# [PROBLEM]
Each line from the one containing "of the hanging" to the end of the entries below is to be set down exactly; the pictures are not.

○ ○ ○ ○ ○ ○ ○

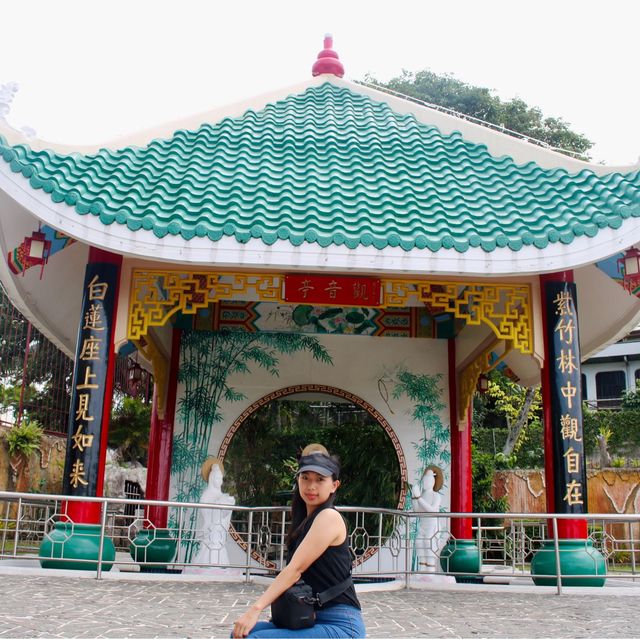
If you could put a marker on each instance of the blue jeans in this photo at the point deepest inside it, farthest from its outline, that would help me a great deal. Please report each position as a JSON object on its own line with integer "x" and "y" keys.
{"x": 340, "y": 620}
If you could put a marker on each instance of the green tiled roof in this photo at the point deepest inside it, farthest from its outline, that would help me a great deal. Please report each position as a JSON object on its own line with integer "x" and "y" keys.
{"x": 331, "y": 166}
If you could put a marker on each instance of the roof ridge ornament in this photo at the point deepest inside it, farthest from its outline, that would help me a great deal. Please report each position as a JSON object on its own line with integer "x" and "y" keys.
{"x": 328, "y": 61}
{"x": 7, "y": 93}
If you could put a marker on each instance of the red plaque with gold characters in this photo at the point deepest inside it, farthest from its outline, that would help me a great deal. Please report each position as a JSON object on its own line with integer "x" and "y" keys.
{"x": 90, "y": 379}
{"x": 570, "y": 481}
{"x": 332, "y": 290}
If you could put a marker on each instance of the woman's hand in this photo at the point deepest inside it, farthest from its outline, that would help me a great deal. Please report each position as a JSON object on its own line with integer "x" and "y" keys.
{"x": 242, "y": 627}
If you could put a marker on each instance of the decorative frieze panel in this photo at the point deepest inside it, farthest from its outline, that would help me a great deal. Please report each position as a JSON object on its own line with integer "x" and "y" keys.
{"x": 506, "y": 308}
{"x": 158, "y": 295}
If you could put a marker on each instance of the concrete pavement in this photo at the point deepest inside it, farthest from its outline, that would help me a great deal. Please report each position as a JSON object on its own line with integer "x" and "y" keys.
{"x": 67, "y": 604}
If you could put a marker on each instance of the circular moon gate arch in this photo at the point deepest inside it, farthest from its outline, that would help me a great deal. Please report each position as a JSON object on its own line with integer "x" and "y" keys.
{"x": 326, "y": 390}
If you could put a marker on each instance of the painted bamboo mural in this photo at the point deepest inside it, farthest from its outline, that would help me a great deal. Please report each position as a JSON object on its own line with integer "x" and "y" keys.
{"x": 209, "y": 359}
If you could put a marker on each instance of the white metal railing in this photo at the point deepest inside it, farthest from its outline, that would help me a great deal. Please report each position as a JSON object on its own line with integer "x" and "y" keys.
{"x": 382, "y": 541}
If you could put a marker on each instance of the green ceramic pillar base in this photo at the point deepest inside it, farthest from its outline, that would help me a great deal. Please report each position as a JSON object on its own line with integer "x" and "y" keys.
{"x": 69, "y": 541}
{"x": 461, "y": 556}
{"x": 577, "y": 557}
{"x": 153, "y": 547}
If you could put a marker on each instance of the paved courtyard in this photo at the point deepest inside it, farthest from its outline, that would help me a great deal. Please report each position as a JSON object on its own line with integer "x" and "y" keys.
{"x": 42, "y": 605}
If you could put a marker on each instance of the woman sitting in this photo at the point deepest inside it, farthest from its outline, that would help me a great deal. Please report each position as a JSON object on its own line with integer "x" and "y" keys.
{"x": 318, "y": 552}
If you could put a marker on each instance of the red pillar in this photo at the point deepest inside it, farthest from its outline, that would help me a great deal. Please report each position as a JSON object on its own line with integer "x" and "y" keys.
{"x": 161, "y": 441}
{"x": 88, "y": 512}
{"x": 567, "y": 528}
{"x": 461, "y": 495}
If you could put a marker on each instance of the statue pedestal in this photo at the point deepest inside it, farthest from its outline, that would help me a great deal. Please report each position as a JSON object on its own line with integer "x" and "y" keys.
{"x": 424, "y": 581}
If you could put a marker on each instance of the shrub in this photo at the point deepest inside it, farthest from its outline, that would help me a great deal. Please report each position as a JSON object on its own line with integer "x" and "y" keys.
{"x": 24, "y": 439}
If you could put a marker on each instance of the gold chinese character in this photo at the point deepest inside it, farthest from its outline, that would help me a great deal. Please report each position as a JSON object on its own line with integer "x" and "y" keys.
{"x": 81, "y": 440}
{"x": 565, "y": 328}
{"x": 574, "y": 493}
{"x": 573, "y": 460}
{"x": 83, "y": 407}
{"x": 360, "y": 291}
{"x": 569, "y": 392}
{"x": 305, "y": 288}
{"x": 563, "y": 303}
{"x": 77, "y": 474}
{"x": 87, "y": 380}
{"x": 569, "y": 427}
{"x": 333, "y": 289}
{"x": 93, "y": 318}
{"x": 90, "y": 348}
{"x": 97, "y": 290}
{"x": 566, "y": 362}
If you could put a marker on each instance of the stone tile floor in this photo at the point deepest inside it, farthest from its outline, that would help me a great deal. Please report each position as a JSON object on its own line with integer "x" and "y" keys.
{"x": 44, "y": 604}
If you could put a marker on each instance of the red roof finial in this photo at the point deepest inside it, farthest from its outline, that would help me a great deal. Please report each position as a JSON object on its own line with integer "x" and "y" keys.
{"x": 327, "y": 61}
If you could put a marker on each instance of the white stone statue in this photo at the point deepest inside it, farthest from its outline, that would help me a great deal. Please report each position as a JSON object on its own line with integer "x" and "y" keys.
{"x": 213, "y": 523}
{"x": 427, "y": 499}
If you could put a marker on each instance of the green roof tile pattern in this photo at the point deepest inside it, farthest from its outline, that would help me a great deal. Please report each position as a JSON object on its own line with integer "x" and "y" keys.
{"x": 333, "y": 167}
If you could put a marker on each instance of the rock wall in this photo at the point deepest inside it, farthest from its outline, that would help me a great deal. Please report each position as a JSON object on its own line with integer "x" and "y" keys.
{"x": 612, "y": 490}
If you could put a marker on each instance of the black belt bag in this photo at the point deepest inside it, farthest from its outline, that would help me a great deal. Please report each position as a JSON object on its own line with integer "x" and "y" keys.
{"x": 295, "y": 608}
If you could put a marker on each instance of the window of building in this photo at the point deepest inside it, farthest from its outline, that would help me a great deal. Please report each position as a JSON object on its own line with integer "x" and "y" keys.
{"x": 610, "y": 387}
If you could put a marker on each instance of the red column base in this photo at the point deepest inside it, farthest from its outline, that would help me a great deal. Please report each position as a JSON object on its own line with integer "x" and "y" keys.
{"x": 569, "y": 529}
{"x": 82, "y": 512}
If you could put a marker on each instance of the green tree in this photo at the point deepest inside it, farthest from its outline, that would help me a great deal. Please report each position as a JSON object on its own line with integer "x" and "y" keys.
{"x": 513, "y": 116}
{"x": 47, "y": 371}
{"x": 509, "y": 415}
{"x": 129, "y": 430}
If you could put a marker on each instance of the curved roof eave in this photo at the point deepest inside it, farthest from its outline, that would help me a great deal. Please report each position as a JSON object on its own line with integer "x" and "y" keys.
{"x": 498, "y": 144}
{"x": 229, "y": 253}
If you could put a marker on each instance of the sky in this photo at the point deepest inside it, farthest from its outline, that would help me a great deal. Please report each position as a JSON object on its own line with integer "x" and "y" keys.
{"x": 92, "y": 71}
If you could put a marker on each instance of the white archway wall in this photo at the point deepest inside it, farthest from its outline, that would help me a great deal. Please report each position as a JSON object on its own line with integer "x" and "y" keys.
{"x": 358, "y": 363}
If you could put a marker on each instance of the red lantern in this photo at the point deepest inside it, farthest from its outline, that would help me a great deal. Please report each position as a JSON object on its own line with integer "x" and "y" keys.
{"x": 629, "y": 267}
{"x": 36, "y": 251}
{"x": 134, "y": 376}
{"x": 483, "y": 383}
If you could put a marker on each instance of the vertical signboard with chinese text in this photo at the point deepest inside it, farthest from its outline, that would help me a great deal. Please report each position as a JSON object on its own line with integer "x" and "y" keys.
{"x": 89, "y": 379}
{"x": 563, "y": 352}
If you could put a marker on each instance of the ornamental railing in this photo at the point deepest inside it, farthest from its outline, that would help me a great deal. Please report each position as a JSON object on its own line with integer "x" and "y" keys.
{"x": 384, "y": 543}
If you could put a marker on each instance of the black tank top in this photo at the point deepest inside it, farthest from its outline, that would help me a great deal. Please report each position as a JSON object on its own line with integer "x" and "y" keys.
{"x": 332, "y": 567}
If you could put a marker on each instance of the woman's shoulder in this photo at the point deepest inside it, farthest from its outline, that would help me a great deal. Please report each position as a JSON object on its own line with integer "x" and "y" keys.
{"x": 329, "y": 516}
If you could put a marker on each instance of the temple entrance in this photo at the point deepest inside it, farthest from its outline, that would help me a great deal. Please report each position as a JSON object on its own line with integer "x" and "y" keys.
{"x": 260, "y": 453}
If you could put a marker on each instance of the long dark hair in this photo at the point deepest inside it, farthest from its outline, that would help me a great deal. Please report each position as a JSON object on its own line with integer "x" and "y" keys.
{"x": 299, "y": 515}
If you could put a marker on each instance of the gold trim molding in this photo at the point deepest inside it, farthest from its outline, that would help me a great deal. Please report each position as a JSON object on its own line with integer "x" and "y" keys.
{"x": 157, "y": 295}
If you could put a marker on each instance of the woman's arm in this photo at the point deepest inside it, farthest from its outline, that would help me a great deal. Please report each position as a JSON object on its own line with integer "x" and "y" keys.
{"x": 328, "y": 529}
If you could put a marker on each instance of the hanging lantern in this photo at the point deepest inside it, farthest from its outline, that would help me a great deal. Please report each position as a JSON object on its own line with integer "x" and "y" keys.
{"x": 135, "y": 374}
{"x": 36, "y": 250}
{"x": 629, "y": 267}
{"x": 483, "y": 383}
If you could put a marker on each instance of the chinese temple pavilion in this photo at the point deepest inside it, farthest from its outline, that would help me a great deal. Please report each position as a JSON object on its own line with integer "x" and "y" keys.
{"x": 442, "y": 247}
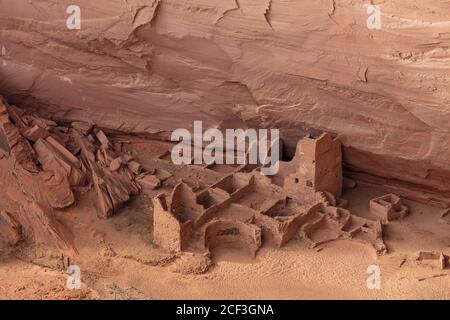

○ ○ ○ ○ ○ ○ ○

# [ANSWER BELOW]
If you could put a marker on each instance of the hanging lantern in this photo at the point deepest inside it, farthest from its outline, that would help me a great deal. Please report each position as a JSON object on its own line with integer "x" and "y" keys.
{"x": 135, "y": 374}
{"x": 36, "y": 250}
{"x": 629, "y": 267}
{"x": 483, "y": 383}
If you could put a marker on each instance of the chinese temple pavilion in this photo at the point deepest inside it, farthest from its outline, that would help me a great deal. Please report each position as a JSON object on its own line with integer "x" and "y" keys.
{"x": 442, "y": 247}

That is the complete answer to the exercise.